+++ Given data
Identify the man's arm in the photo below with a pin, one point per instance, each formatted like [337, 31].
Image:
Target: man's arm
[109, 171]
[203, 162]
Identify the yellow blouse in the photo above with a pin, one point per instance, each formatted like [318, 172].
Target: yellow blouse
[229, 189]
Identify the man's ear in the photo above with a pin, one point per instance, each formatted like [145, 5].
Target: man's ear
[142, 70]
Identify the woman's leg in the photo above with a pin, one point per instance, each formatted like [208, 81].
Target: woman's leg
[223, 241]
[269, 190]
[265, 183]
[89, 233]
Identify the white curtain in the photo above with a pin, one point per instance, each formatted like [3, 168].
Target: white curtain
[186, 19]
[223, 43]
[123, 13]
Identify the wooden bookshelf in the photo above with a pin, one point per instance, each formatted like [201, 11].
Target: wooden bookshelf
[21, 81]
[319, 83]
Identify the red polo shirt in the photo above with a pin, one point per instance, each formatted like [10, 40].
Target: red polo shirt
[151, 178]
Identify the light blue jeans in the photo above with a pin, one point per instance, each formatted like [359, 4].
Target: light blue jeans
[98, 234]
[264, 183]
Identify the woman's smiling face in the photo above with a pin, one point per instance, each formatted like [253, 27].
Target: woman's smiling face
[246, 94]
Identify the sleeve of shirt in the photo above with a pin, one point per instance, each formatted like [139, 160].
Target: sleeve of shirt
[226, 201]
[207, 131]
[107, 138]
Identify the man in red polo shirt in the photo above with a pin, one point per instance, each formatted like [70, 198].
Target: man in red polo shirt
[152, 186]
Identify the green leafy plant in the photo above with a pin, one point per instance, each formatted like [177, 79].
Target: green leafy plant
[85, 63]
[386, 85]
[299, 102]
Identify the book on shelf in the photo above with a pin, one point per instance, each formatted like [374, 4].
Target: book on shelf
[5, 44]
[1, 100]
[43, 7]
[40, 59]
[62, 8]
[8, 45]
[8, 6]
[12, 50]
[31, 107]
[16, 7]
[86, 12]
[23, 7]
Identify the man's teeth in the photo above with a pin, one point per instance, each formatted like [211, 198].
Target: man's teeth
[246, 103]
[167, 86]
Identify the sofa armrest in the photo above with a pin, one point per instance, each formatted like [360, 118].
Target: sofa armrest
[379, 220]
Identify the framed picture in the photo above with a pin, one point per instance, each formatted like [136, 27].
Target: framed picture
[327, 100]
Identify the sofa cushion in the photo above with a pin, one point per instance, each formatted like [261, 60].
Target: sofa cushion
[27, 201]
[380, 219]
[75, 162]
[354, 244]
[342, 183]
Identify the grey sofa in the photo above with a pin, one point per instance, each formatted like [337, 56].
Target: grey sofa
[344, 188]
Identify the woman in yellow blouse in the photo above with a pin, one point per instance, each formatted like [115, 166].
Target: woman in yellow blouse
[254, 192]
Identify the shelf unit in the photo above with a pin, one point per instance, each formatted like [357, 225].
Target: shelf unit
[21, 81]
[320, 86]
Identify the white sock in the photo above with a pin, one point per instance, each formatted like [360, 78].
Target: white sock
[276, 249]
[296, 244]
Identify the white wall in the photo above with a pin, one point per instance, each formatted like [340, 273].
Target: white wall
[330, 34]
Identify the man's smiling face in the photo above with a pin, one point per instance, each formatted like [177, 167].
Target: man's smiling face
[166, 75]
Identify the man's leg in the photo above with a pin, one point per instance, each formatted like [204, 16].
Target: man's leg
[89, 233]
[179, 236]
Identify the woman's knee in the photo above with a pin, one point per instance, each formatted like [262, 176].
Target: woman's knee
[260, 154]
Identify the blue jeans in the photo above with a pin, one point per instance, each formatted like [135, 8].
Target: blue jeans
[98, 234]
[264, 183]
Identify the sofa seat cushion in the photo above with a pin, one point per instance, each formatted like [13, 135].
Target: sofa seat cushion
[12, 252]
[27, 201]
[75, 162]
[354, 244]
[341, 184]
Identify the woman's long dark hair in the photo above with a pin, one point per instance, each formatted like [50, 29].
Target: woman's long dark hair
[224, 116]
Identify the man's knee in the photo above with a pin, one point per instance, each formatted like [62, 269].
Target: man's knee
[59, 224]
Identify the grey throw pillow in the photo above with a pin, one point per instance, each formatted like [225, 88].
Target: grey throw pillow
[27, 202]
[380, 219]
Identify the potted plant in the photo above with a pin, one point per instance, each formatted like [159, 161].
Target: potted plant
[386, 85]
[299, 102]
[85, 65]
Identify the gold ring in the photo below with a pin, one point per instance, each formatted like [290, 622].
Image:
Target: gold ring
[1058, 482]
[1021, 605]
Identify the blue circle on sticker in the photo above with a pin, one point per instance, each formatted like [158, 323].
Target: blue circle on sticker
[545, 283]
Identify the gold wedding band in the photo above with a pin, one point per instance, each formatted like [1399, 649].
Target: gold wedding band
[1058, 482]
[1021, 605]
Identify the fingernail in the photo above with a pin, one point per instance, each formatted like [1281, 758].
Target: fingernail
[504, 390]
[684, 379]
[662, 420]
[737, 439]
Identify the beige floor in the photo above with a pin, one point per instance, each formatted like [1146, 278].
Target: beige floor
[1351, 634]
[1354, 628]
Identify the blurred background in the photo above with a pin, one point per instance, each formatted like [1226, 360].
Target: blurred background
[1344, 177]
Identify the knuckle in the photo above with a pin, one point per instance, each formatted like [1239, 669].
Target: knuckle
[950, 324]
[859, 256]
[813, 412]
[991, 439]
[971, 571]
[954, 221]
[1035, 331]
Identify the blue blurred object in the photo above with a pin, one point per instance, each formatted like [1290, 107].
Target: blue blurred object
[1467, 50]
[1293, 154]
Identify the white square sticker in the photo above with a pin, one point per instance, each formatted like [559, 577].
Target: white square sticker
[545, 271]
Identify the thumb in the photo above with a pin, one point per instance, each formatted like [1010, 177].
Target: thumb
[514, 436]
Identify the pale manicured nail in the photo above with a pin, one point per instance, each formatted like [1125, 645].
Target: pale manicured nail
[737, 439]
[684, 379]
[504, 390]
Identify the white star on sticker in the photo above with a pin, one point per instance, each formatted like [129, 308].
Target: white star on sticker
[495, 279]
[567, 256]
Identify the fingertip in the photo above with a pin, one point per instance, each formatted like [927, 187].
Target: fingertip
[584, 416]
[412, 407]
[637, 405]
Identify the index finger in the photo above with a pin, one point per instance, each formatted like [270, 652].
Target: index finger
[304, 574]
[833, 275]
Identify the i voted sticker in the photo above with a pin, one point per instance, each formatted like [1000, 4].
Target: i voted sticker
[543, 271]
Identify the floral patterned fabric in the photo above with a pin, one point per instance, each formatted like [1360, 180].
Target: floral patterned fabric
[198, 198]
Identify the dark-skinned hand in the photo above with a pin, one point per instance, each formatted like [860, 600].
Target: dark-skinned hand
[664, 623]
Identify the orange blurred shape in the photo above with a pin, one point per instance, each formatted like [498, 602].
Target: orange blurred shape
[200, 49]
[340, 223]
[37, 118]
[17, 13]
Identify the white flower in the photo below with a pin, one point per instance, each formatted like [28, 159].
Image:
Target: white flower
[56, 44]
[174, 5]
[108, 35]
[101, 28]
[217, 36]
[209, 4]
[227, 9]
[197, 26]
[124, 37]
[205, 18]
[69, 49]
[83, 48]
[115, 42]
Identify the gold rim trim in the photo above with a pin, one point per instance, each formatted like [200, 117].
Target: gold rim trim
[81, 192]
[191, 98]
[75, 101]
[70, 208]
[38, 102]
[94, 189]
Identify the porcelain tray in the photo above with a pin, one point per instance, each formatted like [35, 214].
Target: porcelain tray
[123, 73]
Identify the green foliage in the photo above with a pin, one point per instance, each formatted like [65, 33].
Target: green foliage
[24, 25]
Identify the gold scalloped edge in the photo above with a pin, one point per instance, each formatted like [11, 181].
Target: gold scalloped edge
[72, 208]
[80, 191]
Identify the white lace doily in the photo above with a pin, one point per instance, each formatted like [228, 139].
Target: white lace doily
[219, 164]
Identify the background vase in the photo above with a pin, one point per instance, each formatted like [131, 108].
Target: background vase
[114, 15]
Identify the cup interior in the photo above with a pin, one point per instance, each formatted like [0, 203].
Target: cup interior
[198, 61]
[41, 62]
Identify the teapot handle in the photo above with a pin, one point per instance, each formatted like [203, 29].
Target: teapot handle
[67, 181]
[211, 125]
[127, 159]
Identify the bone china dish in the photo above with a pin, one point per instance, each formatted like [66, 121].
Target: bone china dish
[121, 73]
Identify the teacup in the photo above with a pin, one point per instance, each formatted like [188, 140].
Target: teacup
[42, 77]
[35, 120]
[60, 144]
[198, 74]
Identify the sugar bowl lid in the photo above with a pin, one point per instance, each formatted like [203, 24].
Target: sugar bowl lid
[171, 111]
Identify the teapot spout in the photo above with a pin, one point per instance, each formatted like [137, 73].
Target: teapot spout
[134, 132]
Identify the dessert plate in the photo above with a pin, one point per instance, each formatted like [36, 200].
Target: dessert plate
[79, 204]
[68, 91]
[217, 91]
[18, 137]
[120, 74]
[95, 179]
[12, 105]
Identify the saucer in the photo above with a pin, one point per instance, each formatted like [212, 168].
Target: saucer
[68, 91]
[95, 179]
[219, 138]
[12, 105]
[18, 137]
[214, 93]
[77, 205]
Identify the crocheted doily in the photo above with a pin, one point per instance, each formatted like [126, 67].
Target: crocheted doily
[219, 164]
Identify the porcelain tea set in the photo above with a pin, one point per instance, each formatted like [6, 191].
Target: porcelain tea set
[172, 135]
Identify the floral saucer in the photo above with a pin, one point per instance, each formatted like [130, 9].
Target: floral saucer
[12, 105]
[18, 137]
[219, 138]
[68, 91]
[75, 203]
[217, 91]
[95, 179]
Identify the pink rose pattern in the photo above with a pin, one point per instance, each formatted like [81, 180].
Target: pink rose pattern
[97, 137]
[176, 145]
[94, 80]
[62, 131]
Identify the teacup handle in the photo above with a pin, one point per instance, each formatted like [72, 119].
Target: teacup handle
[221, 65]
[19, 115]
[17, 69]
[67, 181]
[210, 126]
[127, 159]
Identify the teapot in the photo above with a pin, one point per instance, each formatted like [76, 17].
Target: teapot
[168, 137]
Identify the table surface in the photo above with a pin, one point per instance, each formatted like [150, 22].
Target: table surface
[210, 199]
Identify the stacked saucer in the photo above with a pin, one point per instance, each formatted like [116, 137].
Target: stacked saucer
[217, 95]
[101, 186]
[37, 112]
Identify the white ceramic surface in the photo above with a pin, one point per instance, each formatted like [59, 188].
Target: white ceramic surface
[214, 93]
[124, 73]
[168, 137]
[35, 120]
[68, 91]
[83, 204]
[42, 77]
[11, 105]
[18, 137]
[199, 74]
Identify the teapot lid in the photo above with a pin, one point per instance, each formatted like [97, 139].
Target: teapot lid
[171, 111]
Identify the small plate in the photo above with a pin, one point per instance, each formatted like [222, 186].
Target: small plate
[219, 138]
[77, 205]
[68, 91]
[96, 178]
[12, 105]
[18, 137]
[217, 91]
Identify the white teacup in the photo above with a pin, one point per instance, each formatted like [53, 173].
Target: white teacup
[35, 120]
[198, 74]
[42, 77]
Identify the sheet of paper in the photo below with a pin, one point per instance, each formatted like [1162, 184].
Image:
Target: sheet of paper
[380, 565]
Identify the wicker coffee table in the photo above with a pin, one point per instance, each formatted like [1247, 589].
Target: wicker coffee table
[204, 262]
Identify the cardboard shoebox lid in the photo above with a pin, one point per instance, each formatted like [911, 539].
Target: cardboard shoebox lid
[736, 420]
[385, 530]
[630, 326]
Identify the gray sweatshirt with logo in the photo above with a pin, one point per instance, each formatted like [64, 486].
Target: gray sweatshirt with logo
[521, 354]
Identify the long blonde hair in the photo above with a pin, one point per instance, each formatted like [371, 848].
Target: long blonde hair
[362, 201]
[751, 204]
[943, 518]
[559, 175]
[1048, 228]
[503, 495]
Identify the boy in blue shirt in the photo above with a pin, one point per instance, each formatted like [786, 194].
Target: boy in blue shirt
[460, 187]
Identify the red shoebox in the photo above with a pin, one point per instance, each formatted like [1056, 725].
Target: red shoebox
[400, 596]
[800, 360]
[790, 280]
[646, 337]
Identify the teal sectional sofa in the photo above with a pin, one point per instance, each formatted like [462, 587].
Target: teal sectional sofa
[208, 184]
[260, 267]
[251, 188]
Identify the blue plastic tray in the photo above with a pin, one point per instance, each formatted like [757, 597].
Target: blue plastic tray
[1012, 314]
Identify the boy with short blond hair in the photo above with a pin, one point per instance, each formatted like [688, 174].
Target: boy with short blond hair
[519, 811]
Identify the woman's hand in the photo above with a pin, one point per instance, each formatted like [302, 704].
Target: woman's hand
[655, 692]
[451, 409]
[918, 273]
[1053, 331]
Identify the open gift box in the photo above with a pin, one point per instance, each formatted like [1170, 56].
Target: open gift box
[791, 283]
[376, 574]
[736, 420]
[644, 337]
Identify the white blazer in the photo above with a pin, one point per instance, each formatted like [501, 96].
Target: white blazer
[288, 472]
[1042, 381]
++++++
What needs to be done →
Repeat only what runs from the line holding "Identify the boy with" to the end of the data, keeping every line exactly as written, first and last included.

Answer to this task →
Identify the boy with short blond hair in the photo above with a pin, one point per instance, each formatted like [688, 174].
Target: boy with short blond hair
[519, 811]
Identify the woman's hand in the photo above with a pin, one point per instance, each formatted like [302, 704].
Target: woman's hand
[655, 692]
[451, 409]
[918, 273]
[1053, 331]
Identify the open gift box in the photo above with a pin, one point per instance, each formatted like [1170, 56].
Target: open gift box
[791, 283]
[376, 574]
[736, 420]
[644, 337]
Identify the white blazer in the photo above with a pin, one point per instance, each formatted like [501, 96].
Target: white blazer
[288, 472]
[1042, 381]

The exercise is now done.